EXERCISE
Rewrite the records below, switching every "screenshot" to "image" and leaving everything else the same.

RECORDS SHOWN
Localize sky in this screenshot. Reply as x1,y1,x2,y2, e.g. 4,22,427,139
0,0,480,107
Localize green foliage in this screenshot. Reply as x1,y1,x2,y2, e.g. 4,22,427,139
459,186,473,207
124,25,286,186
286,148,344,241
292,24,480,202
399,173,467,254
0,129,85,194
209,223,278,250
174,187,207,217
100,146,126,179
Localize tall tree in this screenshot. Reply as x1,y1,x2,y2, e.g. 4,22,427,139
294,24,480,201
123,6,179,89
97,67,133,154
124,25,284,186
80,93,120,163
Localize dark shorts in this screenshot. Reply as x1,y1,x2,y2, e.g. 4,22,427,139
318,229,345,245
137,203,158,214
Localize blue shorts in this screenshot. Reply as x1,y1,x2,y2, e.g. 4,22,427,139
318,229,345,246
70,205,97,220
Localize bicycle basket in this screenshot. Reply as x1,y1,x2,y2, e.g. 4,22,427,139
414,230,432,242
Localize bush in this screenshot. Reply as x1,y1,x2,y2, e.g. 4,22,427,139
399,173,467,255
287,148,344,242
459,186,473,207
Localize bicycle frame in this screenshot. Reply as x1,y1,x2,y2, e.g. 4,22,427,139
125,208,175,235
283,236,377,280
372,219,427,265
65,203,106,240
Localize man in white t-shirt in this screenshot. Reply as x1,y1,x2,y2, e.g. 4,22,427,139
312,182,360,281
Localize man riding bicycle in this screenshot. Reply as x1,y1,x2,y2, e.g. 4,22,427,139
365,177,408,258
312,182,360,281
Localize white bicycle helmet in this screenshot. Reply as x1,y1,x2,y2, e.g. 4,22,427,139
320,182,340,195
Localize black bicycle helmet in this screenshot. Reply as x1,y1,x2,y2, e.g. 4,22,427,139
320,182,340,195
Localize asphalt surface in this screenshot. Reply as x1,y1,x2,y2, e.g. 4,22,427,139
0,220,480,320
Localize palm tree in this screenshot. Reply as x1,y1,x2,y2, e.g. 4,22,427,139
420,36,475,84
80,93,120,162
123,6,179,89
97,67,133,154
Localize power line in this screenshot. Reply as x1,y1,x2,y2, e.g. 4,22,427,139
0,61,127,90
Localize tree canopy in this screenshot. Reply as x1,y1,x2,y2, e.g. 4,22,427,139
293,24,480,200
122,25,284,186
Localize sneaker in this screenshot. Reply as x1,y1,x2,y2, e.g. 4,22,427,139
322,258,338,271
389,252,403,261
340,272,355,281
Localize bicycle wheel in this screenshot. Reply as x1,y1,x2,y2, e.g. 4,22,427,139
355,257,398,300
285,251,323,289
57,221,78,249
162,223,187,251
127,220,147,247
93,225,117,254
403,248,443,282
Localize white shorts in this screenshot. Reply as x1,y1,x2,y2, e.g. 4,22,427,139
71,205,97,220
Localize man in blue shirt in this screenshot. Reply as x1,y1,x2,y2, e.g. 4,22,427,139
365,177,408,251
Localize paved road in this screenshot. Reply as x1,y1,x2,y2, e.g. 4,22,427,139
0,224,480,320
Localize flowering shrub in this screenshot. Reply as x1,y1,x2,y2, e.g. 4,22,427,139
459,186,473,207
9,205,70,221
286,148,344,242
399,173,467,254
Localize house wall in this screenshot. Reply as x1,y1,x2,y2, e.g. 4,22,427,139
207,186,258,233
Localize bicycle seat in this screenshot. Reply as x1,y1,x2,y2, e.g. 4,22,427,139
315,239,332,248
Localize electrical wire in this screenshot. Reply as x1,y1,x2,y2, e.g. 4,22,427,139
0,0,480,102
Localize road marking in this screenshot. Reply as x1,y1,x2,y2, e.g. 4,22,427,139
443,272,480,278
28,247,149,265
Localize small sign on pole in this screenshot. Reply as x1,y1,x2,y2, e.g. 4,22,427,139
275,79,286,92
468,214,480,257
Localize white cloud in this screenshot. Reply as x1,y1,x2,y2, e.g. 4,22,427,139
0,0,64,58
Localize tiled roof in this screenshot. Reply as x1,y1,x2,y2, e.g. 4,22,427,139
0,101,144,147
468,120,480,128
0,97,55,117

EXERCISE ANSWER
Localize sky in this image. Reply as x1,y1,x2,y2, e.g. 4,22,427,139
0,0,480,107
Localize green foliage in this image. Reply as x1,y1,x2,y2, e.g. 4,22,427,139
459,186,473,207
124,25,286,186
286,148,344,241
292,24,480,202
399,173,467,254
0,129,85,194
209,223,278,250
174,187,207,217
100,146,126,179
Localize tall tree in this image. Reply as x1,y1,x2,y2, e.g. 4,22,427,139
294,24,480,201
123,6,179,89
97,67,133,154
124,25,284,186
80,93,120,163
Localize dark shorts in this image. Reply as x1,y1,x2,y2, e.g. 4,22,427,139
318,229,345,245
137,203,158,214
Localize blue shorts in this image. Reply as x1,y1,x2,y2, e.g. 4,22,427,139
318,229,345,246
70,205,97,220
Localize bicycle basket in this image. Reply as x1,y1,x2,y2, e.g. 4,22,427,139
414,230,432,242
Localize bush in this image. Reply as x1,y1,x2,y2, e.g. 4,22,427,139
399,173,467,255
287,148,344,242
459,186,473,207
Localize bicycle frame in this image. Reply as x1,y1,x2,y2, e.g. 4,22,427,139
125,208,175,235
283,236,377,280
372,219,427,265
65,203,106,240
Localize man in white t-shirt in this image. Reply as x1,y1,x2,y2, e.g. 4,22,427,139
312,182,360,281
Localize man riding bicycle in this image. Reply as x1,y1,x2,y2, e.g. 4,22,427,139
365,177,408,258
312,182,360,281
Localize white bicycle helmet in this image. Reply as x1,y1,x2,y2, e.g. 4,22,427,139
320,182,340,195
Localize black bicycle helmet in this image. Reply as x1,y1,x2,y2, e.g. 4,22,427,139
320,182,340,195
Localize asphalt surface in this image. Reply as x1,y1,x2,y2, e.g. 4,22,427,139
0,220,480,320
Localize palm tree in this image. Reply as x1,y1,x2,y2, e.g. 4,22,427,139
420,36,475,84
80,93,120,162
123,6,179,89
97,67,133,154
Localize power line in this image. Reply as x1,y1,x2,y2, e.g. 4,22,427,139
0,61,127,90
Localize tree canopy in this image. Reply as x1,y1,x2,y2, e.g. 4,22,427,139
293,24,480,200
122,25,284,186
Localize sneaker in this image. Reply as x1,y1,x2,y2, e.g. 4,22,427,139
322,258,338,271
389,252,403,261
340,272,355,281
Localize bicycle wheel in this image. Reply as x1,y1,x2,y2, e.g. 4,22,427,139
355,257,398,300
285,251,323,289
57,221,78,249
162,223,187,251
127,220,147,247
93,225,117,254
403,248,443,282
Localize white shorts in this image. Reply as x1,y1,x2,y2, e.g. 4,22,427,139
71,205,97,220
Localize man in blue shirt in this image. Reply as x1,y1,x2,y2, e.g. 4,22,427,139
365,177,408,251
Localize paved road in this image. Reply as x1,y1,x2,y2, e.g. 4,22,427,139
0,224,480,320
Localize flowering shrub in this image. Reply as x1,y1,x2,y2, e.g. 4,22,427,139
459,186,473,207
9,205,70,221
286,148,344,242
399,173,467,254
Localize house wall in this image. Reply as x1,y1,x2,y2, e.g. 4,22,427,139
207,186,258,233
Localize bicycle seat in this image. Reply as x1,y1,x2,y2, e.g. 4,22,427,139
315,239,332,248
Localize electrical wire in this image. Reply as x1,y1,x2,y2, e.g. 4,22,427,139
0,0,480,102
Localize road marking in this image. Reply as x1,y1,x2,y2, e.g. 4,22,427,139
443,272,480,278
28,247,149,265
Localize small sign on pole in this image. Reply as x1,y1,x2,y2, e.g. 4,22,427,139
275,79,286,92
468,214,480,257
Localize white cloud in this image. Reply as x1,y1,x2,y2, e.g. 4,22,427,139
0,0,64,58
Localize tiled roof in this image. Reply as x1,y1,x2,y2, e.g. 4,22,427,139
0,101,144,147
468,120,480,128
0,97,55,117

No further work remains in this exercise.